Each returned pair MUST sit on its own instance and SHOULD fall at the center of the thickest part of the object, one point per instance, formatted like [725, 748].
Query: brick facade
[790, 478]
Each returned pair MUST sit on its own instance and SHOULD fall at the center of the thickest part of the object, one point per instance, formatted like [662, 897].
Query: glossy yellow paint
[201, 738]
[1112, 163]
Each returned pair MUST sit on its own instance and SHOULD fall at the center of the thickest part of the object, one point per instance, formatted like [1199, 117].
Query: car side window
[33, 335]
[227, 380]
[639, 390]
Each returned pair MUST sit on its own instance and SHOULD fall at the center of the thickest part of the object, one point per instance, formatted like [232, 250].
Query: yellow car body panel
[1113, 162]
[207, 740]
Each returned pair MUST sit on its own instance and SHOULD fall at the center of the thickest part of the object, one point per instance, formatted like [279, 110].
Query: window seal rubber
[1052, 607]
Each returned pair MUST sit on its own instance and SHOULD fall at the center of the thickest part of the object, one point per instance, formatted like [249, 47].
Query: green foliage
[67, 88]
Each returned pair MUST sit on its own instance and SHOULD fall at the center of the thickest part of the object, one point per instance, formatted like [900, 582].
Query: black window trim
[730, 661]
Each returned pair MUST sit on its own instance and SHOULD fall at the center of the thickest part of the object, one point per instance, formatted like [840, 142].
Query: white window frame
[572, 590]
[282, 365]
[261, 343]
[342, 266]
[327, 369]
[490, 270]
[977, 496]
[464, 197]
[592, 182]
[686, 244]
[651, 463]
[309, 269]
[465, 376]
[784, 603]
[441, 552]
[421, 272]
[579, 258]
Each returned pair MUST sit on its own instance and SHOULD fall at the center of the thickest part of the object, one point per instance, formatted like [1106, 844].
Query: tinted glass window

+++

What to produce
Put all the lines above into a Markdown table with two columns, Row and Line text. Number each row and leave out any blank lines.

Response for this exercise
| Row | Line text |
|---|---|
| 1 | Each returned pair MUST sit on its own instance and SHOULD fall at the center of the thickest part of the object, one point per instance, formatted like [725, 748]. |
| 2 | Query: brick facade |
| 3 | [790, 478] |
| 4 | Each returned pair MUST sit on its own instance and SHOULD fall at the center of the thickest part of the object, one point per instance, formatted like [662, 897]. |
| 5 | Query: glossy yellow paint |
| 6 | [201, 738] |
| 7 | [1112, 163] |
| 8 | Each returned pair MUST sit on its own instance and SHOULD fall at the center of the thickest part of the object, one point per instance, formatted like [1199, 117]. |
| 9 | Query: car side window |
| 10 | [33, 335] |
| 11 | [227, 380] |
| 12 | [639, 390] |
| 13 | Each returned pair MUST sit on its own instance and SHOULD fall at the center of the thickest part of the object, one point per instance, formatted like [232, 250]. |
| 14 | Query: yellow car body panel |
| 15 | [1113, 162] |
| 16 | [207, 740] |
| 17 | Each returned pair MUST sit on its own instance and SHOULD fall at the center of the thickest part of the object, one point per instance, formatted like [279, 110]. |
| 18 | Query: window seal rubber |
| 19 | [1052, 607] |
| 20 | Each returned pair MUST sit on its own instance and SHOULD fall at the center of the thickest part of the object, one point per instance, formatted like [249, 47]. |
| 21 | Query: green foliage |
| 22 | [67, 88] |
| 23 | Each returned pair MUST sit on its own instance and SHOULD fall at the center of the thickest part of the object, one point per instance, formatted like [900, 582]. |
| 24 | Query: black window trim |
| 25 | [730, 661] |
| 26 | Each returned pair MUST sit on its own instance and SHOULD fall at the center of the thickest part of the object, one point per instance, formatted like [840, 142]. |
| 27 | Query: white window frame |
| 28 | [572, 590] |
| 29 | [282, 365] |
| 30 | [261, 343] |
| 31 | [342, 266] |
| 32 | [327, 369] |
| 33 | [490, 270] |
| 34 | [977, 496] |
| 35 | [464, 197] |
| 36 | [592, 182] |
| 37 | [686, 244] |
| 38 | [651, 463] |
| 39 | [309, 269] |
| 40 | [465, 376] |
| 41 | [784, 603] |
| 42 | [441, 552] |
| 43 | [421, 272] |
| 44 | [579, 258] |
| 45 | Each returned pair MUST sit on its own instance and SHOULD fall at the center of the thickest part of the object, one point per instance, formatted like [1106, 844]. |
| 46 | Query: tinted glass window |